Preparing the Database

  1. Set up PostgreSQL with the pgvector extension:

    # Create database
    createdb gwas_catalog
    
    # Apply schema (includes pgvector setup)
    psql gwas_catalog < sql/postgres_schema.sql
  2. Fetch and load GWAS Catalog data:

  3. Apply indexes for better performance:

    psql gwas_catalog < sql/postgres_indexes.sql

Running the Monadic DNA Explorer

The repository includes a Next.js single-page application for exploring GWAS studies.

# Set PostgreSQL connection string
export POSTGRES_DB="postgresql://user:password@localhost:5432/gwas_catalog"

# Install dependencies and start dev server
npm install
npm run dev

The development server defaults to http://localhost:3000.

Dev Mode Auto-Loading (Development Only)

When running npm run dev on localhost, the app automatically enables dev mode to speed up your development workflow:

What Auto-Loads:

  • Genotype file - After uploading once, auto-loads on next session
  • Results file - After loading/exporting once, auto-loads on next session
  • Personalization password - Auto-unlocks encrypted personal data

How It Works:

  1. Chrome/Edge (Full Auto-Load):

    • Uses File System Access API to store persistent file handles in IndexedDB
    • Files load automatically with zero interaction
    • Password stored in IndexedDB to auto-unlock personalization
  2. Brave/Firefox (Fallback Mode):

    • Brave disables File System Access API by default for privacy
    • File pickers appear automatically on app load
    • Just select your files - still faster than manual navigation
    • Password auto-unlock works in all browsers

First-Time Setup:

npm run dev
# 1. Upload your genotype file (saves handle/marker)
# 2. Load or export results (saves handle/marker)
# 3. Set up personalization (saves password)
# Next load: Everything restores automatically!

Security Note:

  • Dev mode ONLY activates when NODE_ENV==='development' AND hostname==='localhost'
  • Password stored in plain text in IndexedDB (local only, never sent to server)
  • Clear dev data: indexedDB.deleteDatabase('monaidc_dna_explorer_dev_mode') in browser console

Enable Full Auto-Load in Brave:

  1. Open brave://settings/
  2. Privacy and securitySite and Shields SettingsFile System Access
  3. Add exception for http://localhost:3000

Production Deployment

Database Setup

  1. Set up your PostgreSQL database with the GWAS catalog data
  2. Set the POSTGRES_DB environment variable to your PostgreSQL connection string:
export POSTGRES_DB="postgresql://username:password@host:port/database"
━━━━━━━━
Assigned task 1: In the setup instructions, rewrite the paragraph beginning "When running npm run dev on localhost" more briefly, keeping its main facts.
Assigned task 2: Copy the stretch of the setup instructions from "# Set PostgreSQL" through "Auto-Loading (Development Only)", word for word.
━━━━━━━━
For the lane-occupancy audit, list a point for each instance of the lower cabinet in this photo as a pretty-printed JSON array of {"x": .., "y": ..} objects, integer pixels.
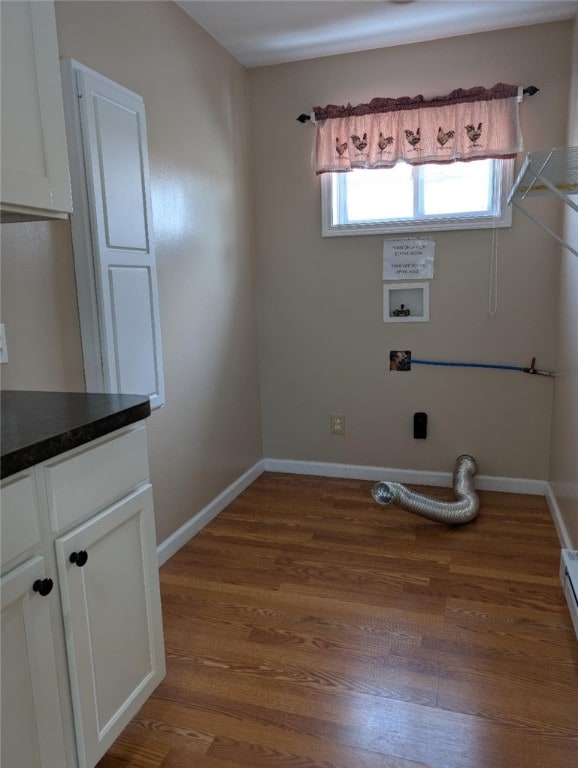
[
  {"x": 32, "y": 734},
  {"x": 81, "y": 635}
]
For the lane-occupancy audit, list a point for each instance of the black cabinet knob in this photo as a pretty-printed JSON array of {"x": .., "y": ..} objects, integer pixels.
[
  {"x": 79, "y": 558},
  {"x": 43, "y": 586}
]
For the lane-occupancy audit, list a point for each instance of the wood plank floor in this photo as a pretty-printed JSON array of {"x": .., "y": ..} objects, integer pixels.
[{"x": 306, "y": 627}]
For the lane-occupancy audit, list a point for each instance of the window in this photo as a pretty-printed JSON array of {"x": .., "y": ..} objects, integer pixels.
[{"x": 416, "y": 198}]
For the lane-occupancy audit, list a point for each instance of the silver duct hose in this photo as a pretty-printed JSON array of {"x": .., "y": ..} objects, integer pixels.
[{"x": 463, "y": 510}]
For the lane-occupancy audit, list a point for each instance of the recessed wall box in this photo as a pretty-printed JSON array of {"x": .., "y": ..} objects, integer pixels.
[{"x": 406, "y": 302}]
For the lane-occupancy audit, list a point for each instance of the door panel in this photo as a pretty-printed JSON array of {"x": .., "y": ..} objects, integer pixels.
[
  {"x": 115, "y": 266},
  {"x": 32, "y": 734}
]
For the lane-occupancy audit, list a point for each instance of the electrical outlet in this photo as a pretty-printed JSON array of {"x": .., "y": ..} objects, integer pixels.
[
  {"x": 337, "y": 423},
  {"x": 3, "y": 345}
]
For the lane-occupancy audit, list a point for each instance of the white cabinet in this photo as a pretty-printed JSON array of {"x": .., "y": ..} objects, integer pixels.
[
  {"x": 32, "y": 733},
  {"x": 84, "y": 521},
  {"x": 112, "y": 235},
  {"x": 112, "y": 619},
  {"x": 35, "y": 180}
]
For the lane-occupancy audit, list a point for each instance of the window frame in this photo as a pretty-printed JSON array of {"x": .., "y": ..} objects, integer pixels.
[{"x": 332, "y": 185}]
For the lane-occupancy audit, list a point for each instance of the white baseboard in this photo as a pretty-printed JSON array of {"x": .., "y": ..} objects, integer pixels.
[
  {"x": 410, "y": 476},
  {"x": 559, "y": 524},
  {"x": 175, "y": 541},
  {"x": 179, "y": 538}
]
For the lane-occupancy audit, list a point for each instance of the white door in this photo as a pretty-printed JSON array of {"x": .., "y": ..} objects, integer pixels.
[
  {"x": 112, "y": 617},
  {"x": 32, "y": 734},
  {"x": 110, "y": 157},
  {"x": 34, "y": 154}
]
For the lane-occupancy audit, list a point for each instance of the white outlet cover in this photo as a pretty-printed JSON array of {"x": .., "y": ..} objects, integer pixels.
[{"x": 3, "y": 345}]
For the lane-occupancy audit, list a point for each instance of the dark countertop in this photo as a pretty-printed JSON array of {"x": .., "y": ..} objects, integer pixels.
[{"x": 39, "y": 425}]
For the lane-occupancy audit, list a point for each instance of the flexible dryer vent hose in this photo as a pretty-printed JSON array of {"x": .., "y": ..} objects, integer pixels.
[{"x": 463, "y": 510}]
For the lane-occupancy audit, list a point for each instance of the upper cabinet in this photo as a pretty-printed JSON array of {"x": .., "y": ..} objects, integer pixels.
[
  {"x": 35, "y": 181},
  {"x": 112, "y": 235}
]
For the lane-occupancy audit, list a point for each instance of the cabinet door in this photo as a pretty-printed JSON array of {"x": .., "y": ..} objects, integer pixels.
[
  {"x": 112, "y": 619},
  {"x": 116, "y": 265},
  {"x": 32, "y": 733},
  {"x": 34, "y": 154}
]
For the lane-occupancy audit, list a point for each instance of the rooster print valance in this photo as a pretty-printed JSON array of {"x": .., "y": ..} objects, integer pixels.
[{"x": 471, "y": 124}]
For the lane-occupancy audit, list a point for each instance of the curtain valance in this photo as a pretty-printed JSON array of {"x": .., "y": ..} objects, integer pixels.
[{"x": 465, "y": 125}]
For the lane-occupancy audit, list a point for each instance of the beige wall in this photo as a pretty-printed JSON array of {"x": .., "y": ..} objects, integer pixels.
[
  {"x": 324, "y": 345},
  {"x": 195, "y": 97},
  {"x": 564, "y": 459}
]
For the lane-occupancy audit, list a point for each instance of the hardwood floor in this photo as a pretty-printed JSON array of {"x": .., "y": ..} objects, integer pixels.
[{"x": 306, "y": 627}]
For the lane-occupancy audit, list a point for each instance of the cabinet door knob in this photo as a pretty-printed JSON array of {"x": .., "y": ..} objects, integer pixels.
[
  {"x": 43, "y": 586},
  {"x": 79, "y": 558}
]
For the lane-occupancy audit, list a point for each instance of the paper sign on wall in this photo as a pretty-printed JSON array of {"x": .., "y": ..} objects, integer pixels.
[{"x": 408, "y": 258}]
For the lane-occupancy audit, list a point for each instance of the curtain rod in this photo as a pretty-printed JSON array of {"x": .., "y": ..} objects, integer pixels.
[{"x": 303, "y": 118}]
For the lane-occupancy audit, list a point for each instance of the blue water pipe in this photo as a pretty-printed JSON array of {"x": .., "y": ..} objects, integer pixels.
[{"x": 524, "y": 369}]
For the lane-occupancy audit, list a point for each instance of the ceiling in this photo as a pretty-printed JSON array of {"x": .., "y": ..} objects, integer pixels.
[{"x": 262, "y": 32}]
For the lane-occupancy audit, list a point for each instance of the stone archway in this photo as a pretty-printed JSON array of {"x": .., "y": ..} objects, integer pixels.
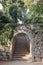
[
  {"x": 23, "y": 30},
  {"x": 21, "y": 44}
]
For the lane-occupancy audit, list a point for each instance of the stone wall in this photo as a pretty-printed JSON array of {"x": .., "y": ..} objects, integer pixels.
[{"x": 35, "y": 34}]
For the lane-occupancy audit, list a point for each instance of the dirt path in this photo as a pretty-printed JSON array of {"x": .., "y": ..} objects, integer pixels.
[{"x": 20, "y": 63}]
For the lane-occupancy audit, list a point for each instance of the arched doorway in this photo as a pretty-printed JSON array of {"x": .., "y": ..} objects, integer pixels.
[{"x": 21, "y": 45}]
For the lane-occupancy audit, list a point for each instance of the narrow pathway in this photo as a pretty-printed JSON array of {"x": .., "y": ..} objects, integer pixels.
[{"x": 20, "y": 63}]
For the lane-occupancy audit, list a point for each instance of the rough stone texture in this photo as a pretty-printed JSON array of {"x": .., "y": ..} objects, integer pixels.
[{"x": 35, "y": 34}]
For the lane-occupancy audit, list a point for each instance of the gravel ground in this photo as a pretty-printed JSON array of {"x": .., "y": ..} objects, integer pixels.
[{"x": 20, "y": 63}]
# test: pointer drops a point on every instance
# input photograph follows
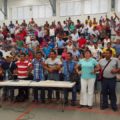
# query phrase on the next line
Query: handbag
(100, 77)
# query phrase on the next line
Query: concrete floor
(53, 111)
(32, 111)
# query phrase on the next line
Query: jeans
(108, 86)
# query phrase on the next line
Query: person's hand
(114, 71)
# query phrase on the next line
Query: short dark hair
(109, 50)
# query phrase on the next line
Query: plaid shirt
(38, 69)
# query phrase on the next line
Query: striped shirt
(22, 67)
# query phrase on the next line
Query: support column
(53, 5)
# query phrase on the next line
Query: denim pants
(53, 76)
(108, 86)
(74, 92)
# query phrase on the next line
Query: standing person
(38, 68)
(69, 68)
(23, 70)
(89, 67)
(53, 65)
(110, 67)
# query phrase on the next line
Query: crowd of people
(58, 51)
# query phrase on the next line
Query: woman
(89, 67)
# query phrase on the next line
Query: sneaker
(73, 104)
(89, 107)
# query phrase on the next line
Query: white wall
(41, 21)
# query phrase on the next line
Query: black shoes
(114, 109)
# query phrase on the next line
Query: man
(110, 67)
(53, 65)
(69, 68)
(38, 68)
(23, 70)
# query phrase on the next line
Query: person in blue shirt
(89, 67)
(38, 69)
(69, 68)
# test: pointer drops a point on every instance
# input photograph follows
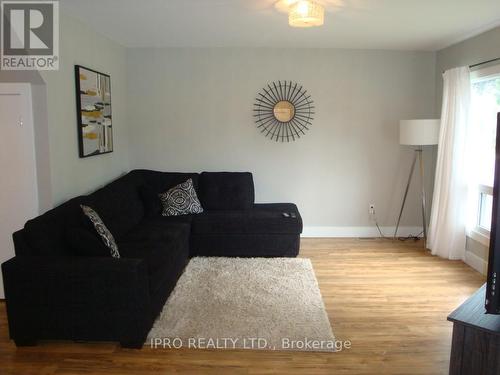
━━━━━━━━
Task result 1: Running npm run dev on localhost switches on dev mode automatically to speed up development.

Task result 2:
# Set PostgreSQL connection string
export POSTGRES_DB="postgresql://user:password@localhost:5432/gwas_catalog"

# Install dependencies and start dev server
npm install
npm run dev

The development server defaults to http://localhost:3000.

Dev Mode Auto-Loading (Development Only)